■ Data for analysis ■
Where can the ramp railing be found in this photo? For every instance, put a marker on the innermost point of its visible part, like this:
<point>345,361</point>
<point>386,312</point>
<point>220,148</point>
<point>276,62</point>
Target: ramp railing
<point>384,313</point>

■ What is expected ■
All records above need to be set down again exactly as written.

■ Expected answer ■
Where can the ramp railing be found in this photo? For every instance, put a marker on the innermost point of its visible part, like this:
<point>345,361</point>
<point>386,312</point>
<point>220,148</point>
<point>276,62</point>
Target: ramp railing
<point>384,313</point>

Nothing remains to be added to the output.